*** Opening DATA RECORDS ***
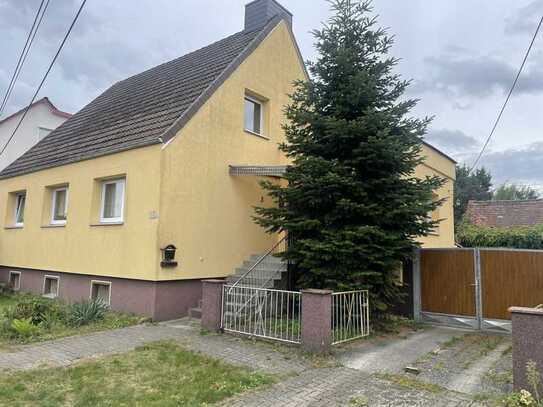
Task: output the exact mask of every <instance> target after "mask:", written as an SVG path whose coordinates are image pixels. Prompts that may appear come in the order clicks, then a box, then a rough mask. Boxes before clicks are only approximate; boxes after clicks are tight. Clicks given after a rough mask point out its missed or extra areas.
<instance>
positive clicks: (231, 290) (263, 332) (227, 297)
mask: <svg viewBox="0 0 543 407" xmlns="http://www.w3.org/2000/svg"><path fill="white" fill-rule="evenodd" d="M301 302H302V298H301V293H299V292H295V291H285V290H273V289H268V288H257V287H248V286H233V285H225V286H224V289H223V303H222V306H223V310H222V321H221V325H222V328H223V329H224V330H225V331H227V332H235V333H239V334H245V335H250V336H257V337H261V338H268V339H273V340H278V341H283V342H290V343H300V342H301Z"/></svg>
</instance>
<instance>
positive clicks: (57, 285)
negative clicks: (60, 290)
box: [41, 274, 60, 298]
mask: <svg viewBox="0 0 543 407" xmlns="http://www.w3.org/2000/svg"><path fill="white" fill-rule="evenodd" d="M48 279H49V280H57V292H56V293H55V294H53V295H52V294H46V293H45V283H46V282H47V280H48ZM41 293H42V295H43V296H44V297H48V298H57V297H58V295H59V293H60V277H59V276H50V275H48V274H46V275H44V276H43V287H42V290H41Z"/></svg>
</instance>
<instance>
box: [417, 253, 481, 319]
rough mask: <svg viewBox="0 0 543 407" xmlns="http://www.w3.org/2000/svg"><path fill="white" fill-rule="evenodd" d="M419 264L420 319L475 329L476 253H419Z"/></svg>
mask: <svg viewBox="0 0 543 407" xmlns="http://www.w3.org/2000/svg"><path fill="white" fill-rule="evenodd" d="M419 262H420V273H419V274H420V280H419V281H420V293H421V295H420V298H421V301H420V315H421V317H422V320H425V321H427V322H438V323H447V324H449V325H451V324H452V325H459V326H466V325H467V326H469V327H473V328H475V327H476V325H477V304H476V302H477V301H476V289H475V288H476V285H477V283H476V281H477V280H476V273H475V251H474V250H472V249H435V250H434V249H432V250H421V252H420V258H419Z"/></svg>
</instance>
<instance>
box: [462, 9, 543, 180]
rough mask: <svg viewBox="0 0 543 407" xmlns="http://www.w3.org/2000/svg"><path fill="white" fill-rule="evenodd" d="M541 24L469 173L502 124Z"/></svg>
mask: <svg viewBox="0 0 543 407" xmlns="http://www.w3.org/2000/svg"><path fill="white" fill-rule="evenodd" d="M541 24H543V17H541V19H540V20H539V24H538V25H537V29H536V30H535V33H534V36H533V37H532V41H530V46H529V47H528V49H527V50H526V54H525V55H524V59H523V60H522V64H520V68H519V70H518V72H517V76H516V77H515V80H514V81H513V85H512V86H511V89H510V90H509V93H508V94H507V97H506V98H505V102H504V104H503V106H502V108H501V109H500V113H499V114H498V117H497V118H496V121H495V122H494V126H492V130H491V131H490V134H489V135H488V137H487V139H486V141H485V144H484V145H483V148H482V149H481V151H480V152H479V155H478V156H477V158H476V159H475V162H474V163H473V165H472V166H471V168H470V169H469V171H468V173H471V171H473V169H474V168H475V167H476V166H477V164H478V163H479V160H480V159H481V157H482V156H483V153H484V152H485V150H486V147H487V146H488V143H489V142H490V139H491V138H492V136H493V135H494V132H495V131H496V128H497V127H498V124H499V123H500V120H501V118H502V115H503V112H504V111H505V108H506V106H507V103H509V99H510V98H511V95H512V94H513V91H514V90H515V87H516V86H517V82H518V79H519V77H520V74H521V73H522V70H523V69H524V65H525V64H526V61H527V60H528V56H529V55H530V51H531V50H532V46H533V45H534V42H535V39H536V38H537V34H539V30H540V28H541Z"/></svg>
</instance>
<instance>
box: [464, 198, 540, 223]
mask: <svg viewBox="0 0 543 407" xmlns="http://www.w3.org/2000/svg"><path fill="white" fill-rule="evenodd" d="M466 217H467V219H468V220H469V221H470V222H471V223H473V224H474V225H477V226H484V227H511V226H532V225H539V224H543V199H530V200H526V201H469V203H468V209H467V211H466Z"/></svg>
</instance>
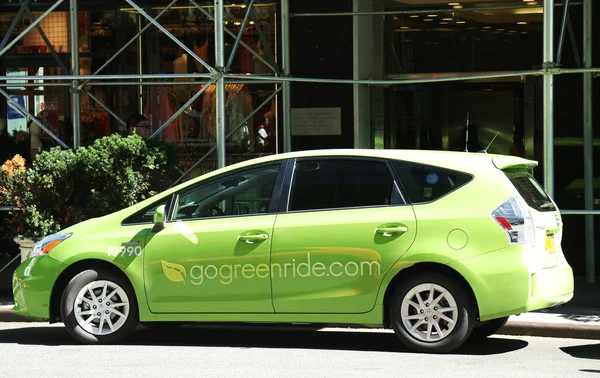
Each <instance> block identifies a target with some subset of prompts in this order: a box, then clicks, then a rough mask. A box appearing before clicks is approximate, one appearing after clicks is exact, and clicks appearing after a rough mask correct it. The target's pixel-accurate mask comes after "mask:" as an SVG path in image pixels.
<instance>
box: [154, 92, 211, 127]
mask: <svg viewBox="0 0 600 378" xmlns="http://www.w3.org/2000/svg"><path fill="white" fill-rule="evenodd" d="M214 82H215V81H214V80H212V81H209V82H208V84H207V85H204V86H203V87H202V89H200V90H199V91H198V92H196V94H194V95H193V96H192V97H191V98H190V99H189V100H188V101H187V102H186V103H185V104H183V106H181V107H180V108H179V109H178V110H177V111H176V112H175V113H174V114H173V115H172V116H171V117H170V118H169V119H168V120H166V121H165V123H163V124H162V125H161V126H160V127H159V128H158V129H156V131H155V132H154V133H152V135H150V136H149V137H148V139H152V138H155V137H156V136H158V135H159V134H160V133H161V132H162V131H163V130H164V129H165V128H166V127H167V126H169V125H170V124H171V122H173V121H174V120H175V118H177V117H179V116H180V115H181V113H183V112H184V111H185V109H187V108H188V107H189V106H190V105H192V104H193V103H194V101H196V100H197V99H198V97H200V96H201V95H202V93H204V91H206V89H207V88H208V87H209V85H211V84H213V83H214Z"/></svg>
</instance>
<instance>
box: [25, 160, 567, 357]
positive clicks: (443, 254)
mask: <svg viewBox="0 0 600 378" xmlns="http://www.w3.org/2000/svg"><path fill="white" fill-rule="evenodd" d="M536 165H537V163H536V162H535V161H530V160H525V159H521V158H516V157H511V156H500V155H488V154H480V153H476V154H473V153H463V152H441V151H418V150H407V151H401V150H320V151H304V152H294V153H286V154H279V155H274V156H268V157H262V158H258V159H254V160H251V161H247V162H243V163H239V164H236V165H232V166H229V167H226V168H223V169H219V170H217V171H214V172H211V173H209V174H206V175H204V176H201V177H199V178H197V179H194V180H191V181H189V182H186V183H184V184H181V185H179V186H177V187H174V188H171V189H169V190H167V191H165V192H163V193H161V194H158V195H156V196H154V197H152V198H149V199H147V200H144V201H142V202H140V203H139V204H137V205H135V206H132V207H129V208H126V209H123V210H121V211H118V212H115V213H113V214H110V215H107V216H104V217H101V218H95V219H91V220H88V221H85V222H82V223H80V224H77V225H75V226H73V227H70V228H68V229H65V230H63V231H62V232H61V233H59V234H56V235H50V236H47V237H46V238H44V239H43V240H41V241H40V242H38V243H37V244H36V245H35V246H34V247H33V249H32V250H31V253H30V254H29V256H28V258H27V259H26V260H25V261H24V262H23V263H22V264H21V265H20V266H19V267H18V269H17V270H16V272H15V274H14V279H13V290H14V298H15V307H14V310H13V311H14V313H15V314H19V315H24V316H27V317H30V318H35V319H42V320H49V321H50V322H63V323H64V324H65V327H66V328H67V330H68V331H69V332H70V334H71V335H72V336H73V337H74V338H75V339H77V340H79V341H81V342H84V343H113V342H117V341H120V340H122V339H123V338H125V337H126V336H127V335H128V334H130V332H132V331H133V330H134V329H135V328H136V326H137V325H138V324H139V323H140V322H141V323H142V324H145V325H148V326H153V325H157V326H158V325H160V324H161V323H160V322H166V323H167V324H179V323H185V322H211V323H216V322H219V323H220V322H246V323H289V324H311V325H323V324H339V325H362V326H367V327H386V328H392V329H393V330H394V331H395V333H396V335H397V336H398V338H399V339H400V341H401V342H402V343H404V344H405V345H406V346H407V347H408V348H410V349H411V350H415V351H421V352H449V351H452V350H454V349H456V348H457V347H459V346H460V345H461V344H463V343H464V342H465V341H466V340H467V339H469V338H471V339H477V338H485V337H487V336H489V335H491V334H493V333H495V332H497V331H498V330H499V329H500V328H501V327H502V326H503V325H504V324H505V322H506V320H507V319H508V316H510V315H513V314H519V313H522V312H526V311H532V310H538V309H542V308H547V307H552V306H557V305H560V304H562V303H565V302H567V301H569V300H570V299H571V298H572V296H573V272H572V270H571V267H570V266H569V264H568V263H567V261H566V260H565V257H564V255H563V252H562V249H561V237H562V221H561V217H560V213H559V211H558V208H557V206H556V204H555V203H554V202H553V201H552V199H551V198H549V196H548V195H547V194H546V193H545V192H544V190H543V189H542V188H541V187H540V185H539V184H538V183H537V182H536V181H535V179H534V178H533V177H532V176H531V175H530V173H529V171H530V169H531V168H533V167H535V166H536ZM163 324H164V323H163Z"/></svg>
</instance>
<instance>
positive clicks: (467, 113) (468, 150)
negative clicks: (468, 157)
mask: <svg viewBox="0 0 600 378" xmlns="http://www.w3.org/2000/svg"><path fill="white" fill-rule="evenodd" d="M465 152H469V112H467V128H466V129H465Z"/></svg>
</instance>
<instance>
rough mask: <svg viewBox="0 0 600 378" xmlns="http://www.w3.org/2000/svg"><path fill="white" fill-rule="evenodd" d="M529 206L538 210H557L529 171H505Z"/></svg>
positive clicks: (535, 179) (509, 179)
mask: <svg viewBox="0 0 600 378" xmlns="http://www.w3.org/2000/svg"><path fill="white" fill-rule="evenodd" d="M505 174H506V176H507V177H508V179H509V180H510V182H512V184H513V185H514V186H515V188H517V191H518V192H519V194H520V195H521V197H523V199H524V200H525V202H526V203H527V205H529V207H531V208H533V209H535V210H537V211H557V210H558V209H557V208H556V206H555V205H554V202H552V200H551V199H550V197H549V196H548V194H547V193H546V191H545V190H544V188H542V186H541V185H540V184H539V183H538V182H537V180H536V179H535V178H534V177H533V176H532V175H530V174H529V173H528V172H524V171H518V172H505Z"/></svg>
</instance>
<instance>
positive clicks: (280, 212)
mask: <svg viewBox="0 0 600 378" xmlns="http://www.w3.org/2000/svg"><path fill="white" fill-rule="evenodd" d="M317 159H318V160H364V161H375V162H380V163H384V164H385V165H386V167H387V169H388V172H389V174H390V177H391V178H392V181H393V183H394V187H395V190H396V194H397V195H398V200H399V201H400V203H395V204H392V203H390V204H389V205H372V206H353V207H332V208H327V209H310V210H292V211H290V210H289V205H290V203H289V202H290V198H291V195H292V187H293V184H294V177H295V176H294V174H295V173H296V163H297V162H301V161H306V160H317ZM288 165H289V169H288V172H287V175H286V180H285V183H284V186H283V187H282V198H281V201H280V202H279V212H280V213H287V214H298V213H308V212H311V213H314V212H318V211H340V210H359V209H373V208H379V207H397V206H407V205H410V203H409V202H408V199H407V197H406V196H405V194H404V193H403V192H402V190H401V187H400V185H399V181H398V178H397V177H396V174H395V172H394V170H393V167H392V166H391V164H390V162H389V159H386V158H379V157H370V156H354V155H327V156H318V155H316V156H306V157H301V158H294V159H290V162H289V164H288ZM392 196H393V193H392Z"/></svg>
*** Closing DATA RECORDS ***
*WORK TO BE COMPLETED*
Copy out each line of the records where the word "after" appears.

*REPLY TO THE EXERCISE*
Task: output the exact mask of every <instance> target after "mask:", written as an SVG path whose coordinates are image pixels. Prompts that may appear come in the order clicks, then a box, then a rough mask. Boxes before clicks are only approximate; boxes after clicks are tight. Clicks given after a rough mask point out its missed or extra areas.
Each <instance> block identifies a target with some subset of prompts in this order: a box, then clicks, then a rough mask. A box appearing before clicks is approximate, one appearing after clicks is exact, and clicks appearing after a rough mask correct it. The target's pixel-accurate mask comes after "mask:" as an SVG path in image pixels.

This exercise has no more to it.